WHAT THIS TASK INVOLVES: Could you write out all the records again with "example of the layout" replaced by "sample layout" everywhere it occurs, leaving everything else unchanged?

Collected data
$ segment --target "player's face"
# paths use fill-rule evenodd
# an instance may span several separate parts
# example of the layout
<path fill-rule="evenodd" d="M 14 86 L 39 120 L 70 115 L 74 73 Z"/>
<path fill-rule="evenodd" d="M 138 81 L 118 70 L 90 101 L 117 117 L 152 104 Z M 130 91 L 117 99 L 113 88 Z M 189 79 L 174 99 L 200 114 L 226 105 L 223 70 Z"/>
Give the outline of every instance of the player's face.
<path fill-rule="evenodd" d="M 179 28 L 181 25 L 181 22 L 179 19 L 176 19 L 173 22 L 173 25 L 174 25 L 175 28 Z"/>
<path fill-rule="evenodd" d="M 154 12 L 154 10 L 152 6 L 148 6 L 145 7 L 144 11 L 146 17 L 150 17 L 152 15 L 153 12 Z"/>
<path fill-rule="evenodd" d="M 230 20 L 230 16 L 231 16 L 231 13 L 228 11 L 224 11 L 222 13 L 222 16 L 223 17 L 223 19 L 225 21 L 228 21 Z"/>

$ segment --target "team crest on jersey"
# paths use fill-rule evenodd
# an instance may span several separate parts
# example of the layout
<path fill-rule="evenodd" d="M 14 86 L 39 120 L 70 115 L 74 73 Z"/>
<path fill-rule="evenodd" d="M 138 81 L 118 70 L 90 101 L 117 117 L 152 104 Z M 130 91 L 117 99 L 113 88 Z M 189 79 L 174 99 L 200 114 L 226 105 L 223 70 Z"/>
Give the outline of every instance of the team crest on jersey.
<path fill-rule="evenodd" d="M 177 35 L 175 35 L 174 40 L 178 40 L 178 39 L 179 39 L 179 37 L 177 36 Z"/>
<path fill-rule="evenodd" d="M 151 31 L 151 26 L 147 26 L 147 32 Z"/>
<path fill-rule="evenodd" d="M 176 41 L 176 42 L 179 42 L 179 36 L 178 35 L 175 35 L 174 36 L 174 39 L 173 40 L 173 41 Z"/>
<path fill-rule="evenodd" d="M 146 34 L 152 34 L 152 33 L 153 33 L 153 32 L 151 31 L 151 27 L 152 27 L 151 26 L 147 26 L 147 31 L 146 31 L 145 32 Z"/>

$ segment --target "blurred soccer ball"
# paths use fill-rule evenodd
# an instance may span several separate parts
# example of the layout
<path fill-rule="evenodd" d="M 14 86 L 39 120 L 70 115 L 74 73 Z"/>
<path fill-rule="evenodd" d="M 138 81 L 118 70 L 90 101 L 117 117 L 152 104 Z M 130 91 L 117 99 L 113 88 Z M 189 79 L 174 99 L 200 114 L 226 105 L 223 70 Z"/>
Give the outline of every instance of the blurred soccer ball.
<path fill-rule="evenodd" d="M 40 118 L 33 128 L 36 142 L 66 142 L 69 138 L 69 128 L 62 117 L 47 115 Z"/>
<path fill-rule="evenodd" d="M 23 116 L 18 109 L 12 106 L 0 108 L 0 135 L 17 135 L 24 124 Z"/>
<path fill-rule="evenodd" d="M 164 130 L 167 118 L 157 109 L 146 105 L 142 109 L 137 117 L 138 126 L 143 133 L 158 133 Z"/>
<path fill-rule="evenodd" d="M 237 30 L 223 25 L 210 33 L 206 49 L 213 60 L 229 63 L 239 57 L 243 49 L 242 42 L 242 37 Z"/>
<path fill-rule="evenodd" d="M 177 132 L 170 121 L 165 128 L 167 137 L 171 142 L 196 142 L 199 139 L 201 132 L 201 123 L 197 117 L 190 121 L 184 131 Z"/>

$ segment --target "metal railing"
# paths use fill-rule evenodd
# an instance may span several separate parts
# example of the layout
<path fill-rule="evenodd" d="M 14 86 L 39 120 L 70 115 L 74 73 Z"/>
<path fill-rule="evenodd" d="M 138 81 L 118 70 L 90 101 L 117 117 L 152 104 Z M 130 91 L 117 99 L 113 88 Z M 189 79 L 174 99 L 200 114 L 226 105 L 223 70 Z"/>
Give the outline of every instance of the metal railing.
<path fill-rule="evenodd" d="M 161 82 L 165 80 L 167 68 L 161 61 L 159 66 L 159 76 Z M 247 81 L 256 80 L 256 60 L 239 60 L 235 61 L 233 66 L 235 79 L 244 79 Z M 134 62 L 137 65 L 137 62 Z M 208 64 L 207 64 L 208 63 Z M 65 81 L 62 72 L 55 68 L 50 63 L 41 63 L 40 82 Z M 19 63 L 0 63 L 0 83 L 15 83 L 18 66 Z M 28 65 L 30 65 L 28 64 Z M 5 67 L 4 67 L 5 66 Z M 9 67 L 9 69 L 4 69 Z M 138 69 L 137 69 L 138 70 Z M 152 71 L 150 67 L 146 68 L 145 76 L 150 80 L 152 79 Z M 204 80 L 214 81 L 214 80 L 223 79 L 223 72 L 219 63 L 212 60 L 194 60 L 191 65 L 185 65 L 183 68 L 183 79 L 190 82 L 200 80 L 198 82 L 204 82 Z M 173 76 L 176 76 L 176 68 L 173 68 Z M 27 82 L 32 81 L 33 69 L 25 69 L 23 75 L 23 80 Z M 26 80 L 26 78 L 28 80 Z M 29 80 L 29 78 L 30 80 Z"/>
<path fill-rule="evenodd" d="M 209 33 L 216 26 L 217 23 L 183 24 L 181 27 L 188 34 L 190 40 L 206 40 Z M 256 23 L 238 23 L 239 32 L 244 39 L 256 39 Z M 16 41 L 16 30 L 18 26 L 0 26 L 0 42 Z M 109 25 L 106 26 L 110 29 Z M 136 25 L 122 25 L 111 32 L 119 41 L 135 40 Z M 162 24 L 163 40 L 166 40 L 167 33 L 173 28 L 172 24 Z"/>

PROBLEM SOLUTION:
$ segment --target "player's face"
# paths use fill-rule evenodd
# an instance may span several separate parts
# sample layout
<path fill-rule="evenodd" d="M 14 86 L 39 120 L 70 115 L 74 73 Z"/>
<path fill-rule="evenodd" d="M 138 81 L 118 70 L 90 101 L 117 117 L 152 104 Z M 130 91 L 117 99 L 113 88 Z M 189 79 L 174 99 L 200 114 L 226 105 L 223 70 Z"/>
Give the outline of every instance of the player's face.
<path fill-rule="evenodd" d="M 179 28 L 181 25 L 181 22 L 179 19 L 176 19 L 173 22 L 173 25 L 174 25 L 175 28 Z"/>
<path fill-rule="evenodd" d="M 154 12 L 154 10 L 152 6 L 148 6 L 145 7 L 144 11 L 146 17 L 150 17 L 152 15 L 153 12 Z"/>
<path fill-rule="evenodd" d="M 230 20 L 230 16 L 231 16 L 231 13 L 228 11 L 224 11 L 222 13 L 222 16 L 223 17 L 223 19 L 225 21 L 228 21 Z"/>

$ segment --target "team crest on jersey"
# paths use fill-rule evenodd
# an instance may span several separate parts
# sample layout
<path fill-rule="evenodd" d="M 14 86 L 39 120 L 70 115 L 74 73 Z"/>
<path fill-rule="evenodd" d="M 138 81 L 118 70 L 90 101 L 117 117 L 152 104 Z M 130 91 L 117 99 L 113 88 Z M 189 79 L 174 99 L 200 114 L 226 105 L 223 70 Z"/>
Give the outline of every instance of the team crest on jersey.
<path fill-rule="evenodd" d="M 177 35 L 175 35 L 174 40 L 178 40 L 178 39 L 179 39 L 179 37 L 177 36 Z"/>
<path fill-rule="evenodd" d="M 151 31 L 151 26 L 147 26 L 147 32 Z"/>
<path fill-rule="evenodd" d="M 176 41 L 176 42 L 179 42 L 179 36 L 178 35 L 175 35 L 174 36 L 174 39 L 173 40 L 173 41 Z"/>
<path fill-rule="evenodd" d="M 146 34 L 152 34 L 152 33 L 153 33 L 153 32 L 151 31 L 151 27 L 152 27 L 151 26 L 147 26 L 147 31 L 146 31 L 145 32 Z"/>

$ segment --target "blurred soccer ball"
# paths use fill-rule evenodd
# an instance may span several separate parts
# sample layout
<path fill-rule="evenodd" d="M 14 86 L 39 120 L 70 115 L 74 73 Z"/>
<path fill-rule="evenodd" d="M 138 81 L 118 70 L 90 101 L 117 117 L 152 104 Z M 130 91 L 117 99 L 113 88 Z M 189 79 L 174 99 L 200 114 L 226 105 L 223 70 Z"/>
Give the outline of every instance of the blurred soccer ball.
<path fill-rule="evenodd" d="M 40 118 L 33 128 L 36 142 L 66 142 L 69 138 L 69 128 L 62 117 L 47 115 Z"/>
<path fill-rule="evenodd" d="M 23 116 L 18 109 L 12 106 L 0 108 L 0 135 L 17 135 L 24 124 Z"/>
<path fill-rule="evenodd" d="M 164 130 L 167 118 L 157 109 L 146 105 L 142 109 L 137 117 L 138 126 L 143 133 L 158 133 Z"/>
<path fill-rule="evenodd" d="M 237 30 L 223 25 L 210 33 L 206 49 L 213 60 L 229 63 L 239 57 L 243 49 L 242 42 L 242 37 Z"/>
<path fill-rule="evenodd" d="M 177 132 L 170 121 L 165 128 L 167 137 L 171 142 L 196 142 L 199 139 L 201 132 L 201 123 L 197 117 L 190 121 L 184 131 Z"/>

$ segment --target "metal railing"
# paths use fill-rule evenodd
# an instance may span several separate parts
# sample layout
<path fill-rule="evenodd" d="M 14 86 L 39 120 L 70 115 L 74 73 Z"/>
<path fill-rule="evenodd" d="M 138 81 L 118 70 L 90 101 L 117 117 L 152 104 Z M 130 91 L 117 99 L 113 88 Z M 189 79 L 174 99 L 200 114 L 226 105 L 223 70 Z"/>
Give the outline of every instance of the metal railing.
<path fill-rule="evenodd" d="M 161 82 L 165 80 L 167 68 L 161 61 L 159 66 L 159 76 Z M 247 81 L 256 80 L 256 60 L 239 60 L 235 61 L 233 66 L 235 79 L 244 79 Z M 134 62 L 137 65 L 137 62 Z M 208 64 L 207 64 L 208 63 Z M 65 81 L 62 72 L 55 68 L 50 63 L 41 63 L 40 82 Z M 19 63 L 0 63 L 0 83 L 15 83 L 18 66 Z M 28 65 L 30 65 L 28 64 Z M 5 67 L 4 67 L 5 66 Z M 9 67 L 9 69 L 4 69 Z M 138 69 L 137 69 L 138 70 Z M 152 71 L 150 67 L 146 68 L 145 76 L 150 80 L 152 79 Z M 204 80 L 214 81 L 214 80 L 223 79 L 223 72 L 219 63 L 212 60 L 194 60 L 191 65 L 185 65 L 183 68 L 183 79 L 190 82 L 200 80 L 198 82 L 204 82 Z M 173 76 L 176 76 L 176 68 L 173 68 Z M 27 82 L 32 81 L 33 69 L 25 69 L 23 75 L 23 80 Z M 26 80 L 26 78 L 28 80 Z M 29 80 L 29 78 L 30 80 Z"/>
<path fill-rule="evenodd" d="M 209 33 L 216 26 L 217 23 L 183 24 L 181 27 L 188 34 L 190 40 L 206 40 Z M 256 23 L 238 23 L 239 32 L 244 39 L 256 39 Z M 16 41 L 16 30 L 18 26 L 0 26 L 0 42 Z M 109 25 L 106 26 L 110 29 Z M 136 25 L 122 25 L 111 32 L 119 41 L 135 40 Z M 162 24 L 163 40 L 166 40 L 167 33 L 173 28 L 172 24 Z"/>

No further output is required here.